───── Page

Video Game Law: What is Video Game Law? featured image

Video Game Law: What is Video Game Law?

by John DiGiacomo

Partner

Internet Law

The essential legal issues for video game developers and game sellers involve contract law and intellectual property law. These are very much connected since the value of your video game — what it is worth — is almost entirely the value of the intellectual property contained in your video game — the code, the interfaces, the game mechanics and rules, the design, the story, the artwork, etc. If you need a video game attorney, call us here at Revision Legal. Our numbers are 231-714-0100 or 855-473-8474. We have the experience and legal depth of knowledge. We know how the legal pieces “fit together” to accomplish your goals, avoid pitfalls and help you succeed.

Here is a brief overview of video game law. “Contract law” is a broad category that, most importantly, involves you getting paid for your work and your game. For example, a “license agreement” is a form of contract as is a “purchase/sale agreement” as is a “financing/investor contract.” These and other types of agreements must be drafted and/or reviewed carefully. For video game developers, the term “intellectual property” mostly revolves around copyright and trademark laws (but sometimes legal issues involving patent law). Intellectual property law also involves issues about publicity and the rights to use the likenesses of famous people. Violate the intellectual property rights of others, and you will get sued.

On the other hand, you must protect your intellectual property, or your intellectual property will get stolen by competitors and you will own nothing that can be sold or licensed. Trademark law protects the name of your game, your business name and/or production company and other trademarkable features of your game. Copyright law protects the artistic features of your game such as the artwork, music, story, and characters. If your code has unique and patentable architecture — or there is a patentable design aspect to your game — then patent law should be invoked to provide legal protection for your game. As noted, if you are using the intellectual property owned by someone else, you need to have permission — a licensing agreement.

Copyright Protection for Video Games

Copyright is the foundational layer of protection for most video game IP. Under 17 U.S.C. § 102, copyright subsists in original works of authorship fixed in a tangible medium, and the Copyright Act’s categories—literary works, audiovisual works, musical works, and pictorial and graphic works—collectively encompass virtually every protectable element of a video game. The source code is a literary work. The graphics, environments, and character designs are pictorial or audiovisual works. The soundtrack and music compositions are musical works protected separately from the audiovisual content.

Registration with the U.S. Copyright Office is not required for protection, but it is essential for enforcement. A registered copyright owner can sue for infringement in federal court, is eligible for statutory damages of up to $150,000 per work for willful infringement under 17 U.S.C. § 504, and may recover attorney’s fees under 17 U.S.C. § 505. An unregistered copyright owner can only recover actual damages and lost profits—typically far smaller amounts and much harder to prove. For studios releasing commercially significant games, registering multiple components of the game separately (code, music, audiovisual elements) maximizes the enforcement toolkit.

──────────
───── Information given

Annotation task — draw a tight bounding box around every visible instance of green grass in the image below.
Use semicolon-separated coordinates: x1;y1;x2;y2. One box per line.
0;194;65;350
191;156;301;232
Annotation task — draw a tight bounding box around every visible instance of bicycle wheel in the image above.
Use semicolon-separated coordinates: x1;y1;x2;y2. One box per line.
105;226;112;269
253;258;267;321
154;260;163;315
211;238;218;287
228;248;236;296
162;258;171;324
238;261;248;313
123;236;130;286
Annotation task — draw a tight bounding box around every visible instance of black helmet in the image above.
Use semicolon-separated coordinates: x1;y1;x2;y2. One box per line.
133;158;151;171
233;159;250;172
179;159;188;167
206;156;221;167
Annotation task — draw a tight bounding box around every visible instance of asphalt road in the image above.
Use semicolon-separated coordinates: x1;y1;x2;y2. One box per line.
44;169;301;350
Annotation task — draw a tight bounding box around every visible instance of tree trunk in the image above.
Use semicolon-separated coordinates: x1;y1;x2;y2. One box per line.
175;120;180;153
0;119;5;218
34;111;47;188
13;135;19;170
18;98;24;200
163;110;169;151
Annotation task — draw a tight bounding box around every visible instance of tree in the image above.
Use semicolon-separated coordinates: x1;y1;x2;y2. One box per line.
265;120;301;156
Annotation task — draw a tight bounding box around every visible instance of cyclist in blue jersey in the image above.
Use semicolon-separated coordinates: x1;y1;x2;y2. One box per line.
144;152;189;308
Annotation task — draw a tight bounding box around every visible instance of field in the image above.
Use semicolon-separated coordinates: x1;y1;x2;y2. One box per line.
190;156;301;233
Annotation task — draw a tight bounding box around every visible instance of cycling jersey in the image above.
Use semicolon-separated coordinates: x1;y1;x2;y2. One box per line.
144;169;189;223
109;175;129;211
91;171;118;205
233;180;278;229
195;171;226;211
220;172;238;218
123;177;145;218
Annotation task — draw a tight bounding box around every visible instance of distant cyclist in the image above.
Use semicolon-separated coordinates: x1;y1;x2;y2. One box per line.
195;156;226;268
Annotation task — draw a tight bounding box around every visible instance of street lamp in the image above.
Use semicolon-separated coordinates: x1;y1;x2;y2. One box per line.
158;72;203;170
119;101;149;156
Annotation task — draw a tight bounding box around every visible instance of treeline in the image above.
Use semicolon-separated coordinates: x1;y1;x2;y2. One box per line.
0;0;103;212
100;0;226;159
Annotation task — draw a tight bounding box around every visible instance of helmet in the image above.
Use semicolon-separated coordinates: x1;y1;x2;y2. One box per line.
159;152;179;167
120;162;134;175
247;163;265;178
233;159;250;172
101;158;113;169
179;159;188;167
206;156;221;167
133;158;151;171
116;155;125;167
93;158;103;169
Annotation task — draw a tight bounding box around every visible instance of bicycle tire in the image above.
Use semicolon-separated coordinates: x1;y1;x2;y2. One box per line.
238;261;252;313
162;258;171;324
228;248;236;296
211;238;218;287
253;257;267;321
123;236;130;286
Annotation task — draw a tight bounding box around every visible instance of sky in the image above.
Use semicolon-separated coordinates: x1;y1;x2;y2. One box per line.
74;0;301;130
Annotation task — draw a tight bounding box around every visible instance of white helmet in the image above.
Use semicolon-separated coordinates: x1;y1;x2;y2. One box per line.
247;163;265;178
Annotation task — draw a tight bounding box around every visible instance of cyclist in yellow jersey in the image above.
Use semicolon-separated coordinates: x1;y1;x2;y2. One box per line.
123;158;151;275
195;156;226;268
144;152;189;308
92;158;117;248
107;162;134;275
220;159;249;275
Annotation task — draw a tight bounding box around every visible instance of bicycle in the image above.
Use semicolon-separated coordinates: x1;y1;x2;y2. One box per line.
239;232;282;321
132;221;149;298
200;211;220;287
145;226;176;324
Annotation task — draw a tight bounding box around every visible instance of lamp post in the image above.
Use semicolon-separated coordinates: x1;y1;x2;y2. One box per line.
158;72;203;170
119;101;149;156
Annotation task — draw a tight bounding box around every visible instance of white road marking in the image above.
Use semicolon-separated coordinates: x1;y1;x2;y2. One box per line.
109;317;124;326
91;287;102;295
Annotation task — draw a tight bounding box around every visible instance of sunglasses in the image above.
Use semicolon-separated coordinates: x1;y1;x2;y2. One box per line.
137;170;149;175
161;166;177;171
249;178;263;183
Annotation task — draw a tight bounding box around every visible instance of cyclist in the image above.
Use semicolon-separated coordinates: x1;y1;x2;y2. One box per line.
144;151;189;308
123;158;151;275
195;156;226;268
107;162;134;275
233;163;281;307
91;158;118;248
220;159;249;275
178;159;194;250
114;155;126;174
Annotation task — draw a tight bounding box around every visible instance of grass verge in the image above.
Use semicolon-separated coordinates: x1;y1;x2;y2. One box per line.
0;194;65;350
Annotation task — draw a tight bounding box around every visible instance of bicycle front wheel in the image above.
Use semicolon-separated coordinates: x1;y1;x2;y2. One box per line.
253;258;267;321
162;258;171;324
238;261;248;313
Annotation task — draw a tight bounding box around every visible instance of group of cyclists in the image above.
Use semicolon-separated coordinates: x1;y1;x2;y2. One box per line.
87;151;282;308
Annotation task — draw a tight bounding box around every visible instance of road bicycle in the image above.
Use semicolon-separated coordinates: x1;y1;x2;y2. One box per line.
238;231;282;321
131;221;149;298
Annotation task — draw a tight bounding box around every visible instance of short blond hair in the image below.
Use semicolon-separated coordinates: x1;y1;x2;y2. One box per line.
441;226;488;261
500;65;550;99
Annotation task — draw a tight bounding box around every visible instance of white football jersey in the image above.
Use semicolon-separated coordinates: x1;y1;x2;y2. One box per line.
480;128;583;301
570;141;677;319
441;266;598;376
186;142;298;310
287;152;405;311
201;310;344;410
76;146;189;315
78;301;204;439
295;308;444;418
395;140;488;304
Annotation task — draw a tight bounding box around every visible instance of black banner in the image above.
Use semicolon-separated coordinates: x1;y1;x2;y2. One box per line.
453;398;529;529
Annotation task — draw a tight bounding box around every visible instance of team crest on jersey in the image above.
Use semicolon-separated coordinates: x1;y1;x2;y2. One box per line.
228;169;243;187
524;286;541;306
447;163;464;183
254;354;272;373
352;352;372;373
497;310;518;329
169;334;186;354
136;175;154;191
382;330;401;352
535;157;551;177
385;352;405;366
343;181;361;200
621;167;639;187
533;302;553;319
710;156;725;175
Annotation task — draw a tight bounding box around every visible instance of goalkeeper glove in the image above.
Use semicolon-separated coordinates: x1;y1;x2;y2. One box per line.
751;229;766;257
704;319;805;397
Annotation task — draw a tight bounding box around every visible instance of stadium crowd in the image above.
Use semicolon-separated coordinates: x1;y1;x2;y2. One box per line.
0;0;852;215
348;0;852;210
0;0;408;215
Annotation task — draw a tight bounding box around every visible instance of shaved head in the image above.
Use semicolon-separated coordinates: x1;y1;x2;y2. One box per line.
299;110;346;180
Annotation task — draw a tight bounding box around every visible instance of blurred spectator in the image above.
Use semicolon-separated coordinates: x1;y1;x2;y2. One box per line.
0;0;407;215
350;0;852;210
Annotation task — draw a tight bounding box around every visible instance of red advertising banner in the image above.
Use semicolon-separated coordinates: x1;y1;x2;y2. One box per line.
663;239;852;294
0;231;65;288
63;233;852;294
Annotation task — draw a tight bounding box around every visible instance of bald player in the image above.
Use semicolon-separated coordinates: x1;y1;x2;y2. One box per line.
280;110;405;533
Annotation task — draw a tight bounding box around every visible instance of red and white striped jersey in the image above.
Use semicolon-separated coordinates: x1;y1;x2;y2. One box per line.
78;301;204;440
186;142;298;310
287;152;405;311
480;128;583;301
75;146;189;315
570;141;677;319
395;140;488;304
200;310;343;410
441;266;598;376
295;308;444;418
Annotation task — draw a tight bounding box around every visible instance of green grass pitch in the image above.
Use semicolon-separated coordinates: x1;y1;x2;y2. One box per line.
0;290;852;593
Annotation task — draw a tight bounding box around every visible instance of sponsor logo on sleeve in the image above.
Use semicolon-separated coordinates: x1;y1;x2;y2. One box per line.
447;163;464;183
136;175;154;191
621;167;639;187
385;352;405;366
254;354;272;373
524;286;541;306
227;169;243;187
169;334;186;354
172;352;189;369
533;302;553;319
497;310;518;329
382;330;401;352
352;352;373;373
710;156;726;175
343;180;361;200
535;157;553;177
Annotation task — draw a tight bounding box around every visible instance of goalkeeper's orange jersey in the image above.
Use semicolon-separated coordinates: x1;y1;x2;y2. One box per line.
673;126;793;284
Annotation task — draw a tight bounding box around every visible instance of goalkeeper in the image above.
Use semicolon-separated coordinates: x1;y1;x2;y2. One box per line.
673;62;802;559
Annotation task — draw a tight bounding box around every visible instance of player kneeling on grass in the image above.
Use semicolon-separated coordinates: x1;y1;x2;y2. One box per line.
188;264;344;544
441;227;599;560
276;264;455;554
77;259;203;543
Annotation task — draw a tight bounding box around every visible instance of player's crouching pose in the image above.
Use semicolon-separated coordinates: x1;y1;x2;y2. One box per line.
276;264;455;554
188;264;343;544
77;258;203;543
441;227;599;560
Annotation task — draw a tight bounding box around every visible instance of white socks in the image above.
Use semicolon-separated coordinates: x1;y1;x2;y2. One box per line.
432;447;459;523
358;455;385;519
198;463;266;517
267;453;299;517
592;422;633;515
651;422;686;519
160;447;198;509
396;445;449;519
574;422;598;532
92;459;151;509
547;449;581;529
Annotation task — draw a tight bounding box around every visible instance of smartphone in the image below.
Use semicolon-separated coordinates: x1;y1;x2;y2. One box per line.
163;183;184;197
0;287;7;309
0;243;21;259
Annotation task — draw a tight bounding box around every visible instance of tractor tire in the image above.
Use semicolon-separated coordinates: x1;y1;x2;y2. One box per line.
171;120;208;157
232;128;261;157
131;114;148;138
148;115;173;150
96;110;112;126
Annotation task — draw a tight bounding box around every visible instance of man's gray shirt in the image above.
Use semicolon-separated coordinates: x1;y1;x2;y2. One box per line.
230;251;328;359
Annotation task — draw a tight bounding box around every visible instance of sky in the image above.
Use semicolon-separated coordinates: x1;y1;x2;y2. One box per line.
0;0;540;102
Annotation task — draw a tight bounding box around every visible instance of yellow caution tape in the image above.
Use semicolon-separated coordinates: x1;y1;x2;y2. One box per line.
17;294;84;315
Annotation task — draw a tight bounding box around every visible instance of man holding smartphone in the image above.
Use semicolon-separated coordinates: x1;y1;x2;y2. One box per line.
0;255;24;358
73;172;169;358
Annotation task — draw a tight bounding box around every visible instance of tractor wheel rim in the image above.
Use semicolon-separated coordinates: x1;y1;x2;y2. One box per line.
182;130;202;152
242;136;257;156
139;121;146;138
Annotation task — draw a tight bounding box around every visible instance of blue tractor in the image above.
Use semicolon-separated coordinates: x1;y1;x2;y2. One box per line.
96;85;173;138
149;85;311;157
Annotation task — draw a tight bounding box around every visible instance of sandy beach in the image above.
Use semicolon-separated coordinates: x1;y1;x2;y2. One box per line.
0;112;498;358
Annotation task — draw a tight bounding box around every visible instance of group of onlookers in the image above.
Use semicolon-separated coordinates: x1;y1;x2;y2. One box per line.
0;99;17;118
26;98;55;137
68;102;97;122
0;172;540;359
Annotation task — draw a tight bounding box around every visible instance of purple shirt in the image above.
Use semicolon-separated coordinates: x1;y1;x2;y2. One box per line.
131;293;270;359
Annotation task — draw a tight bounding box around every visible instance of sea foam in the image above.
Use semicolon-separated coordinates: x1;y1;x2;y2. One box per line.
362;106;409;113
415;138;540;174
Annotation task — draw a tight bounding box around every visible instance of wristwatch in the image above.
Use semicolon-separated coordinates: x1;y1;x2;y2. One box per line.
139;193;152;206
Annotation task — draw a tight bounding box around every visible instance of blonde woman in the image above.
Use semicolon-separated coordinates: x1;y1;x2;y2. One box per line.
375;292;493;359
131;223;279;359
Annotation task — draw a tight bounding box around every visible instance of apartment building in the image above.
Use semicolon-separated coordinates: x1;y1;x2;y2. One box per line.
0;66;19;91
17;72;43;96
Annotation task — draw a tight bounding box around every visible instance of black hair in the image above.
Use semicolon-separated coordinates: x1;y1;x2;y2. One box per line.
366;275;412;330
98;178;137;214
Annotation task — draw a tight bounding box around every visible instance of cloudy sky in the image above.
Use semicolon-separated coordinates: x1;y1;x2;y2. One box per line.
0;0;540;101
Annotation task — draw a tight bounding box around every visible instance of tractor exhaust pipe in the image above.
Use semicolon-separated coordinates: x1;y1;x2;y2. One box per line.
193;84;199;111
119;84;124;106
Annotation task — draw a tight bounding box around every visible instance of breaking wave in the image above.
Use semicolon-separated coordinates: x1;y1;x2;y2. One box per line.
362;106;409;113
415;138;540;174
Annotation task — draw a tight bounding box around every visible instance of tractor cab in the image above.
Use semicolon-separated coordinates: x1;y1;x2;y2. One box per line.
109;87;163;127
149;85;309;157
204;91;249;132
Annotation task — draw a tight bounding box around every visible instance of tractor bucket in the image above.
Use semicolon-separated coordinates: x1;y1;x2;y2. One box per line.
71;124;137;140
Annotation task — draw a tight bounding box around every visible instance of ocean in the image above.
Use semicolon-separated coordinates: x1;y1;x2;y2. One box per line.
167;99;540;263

──────────

• Challenges:
1 - Which kinds of agreement does the video game law article give as examples of contracts? List every one of them.
2 - Pick up the article on video game law after its last sentence and keep writing it.

• Outputs in order:
1 -
- License agreement
- Purchase/sale agreement
- Financing/investor contract

2 -
Game mechanics—the underlying rules and systems of play—are generally not copyrightable. Under the idea-expression dichotomy codified in 17 U.S.C. § 102(b), ideas, procedures, processes, and systems are not protected, only the specific expression of those ideas. A competitor can copy your game’s mechanics without infringing your copyright, as long as they create their own original assets. This is why many game developers pursue patent protection for unique mechanical innovations.

Trademark Law and Video Games

Trademark law protects the brand identity of your studio and your game titles. Registering your game title and studio name as trademarks with the USPTO gives you nationwide priority, the right to use the federal registration symbol, and access to statutory remedies for infringement under 15 U.S.C. § 1114. In the video game industry, trademark conflicts arise frequently: similar game titles, comparable studio names, and overlapping character or franchise names all generate disputes.

Character names and game franchise names are also protectable as trademarks. The names of game characters that function as source identifiers for a series of games can be registered in relevant trademark classes, typically Class 41 (entertainment services) and Class 9 (computer game software). This prevents competitors from releasing games that exploit the commercial recognition of your characters or franchise name to confuse consumers.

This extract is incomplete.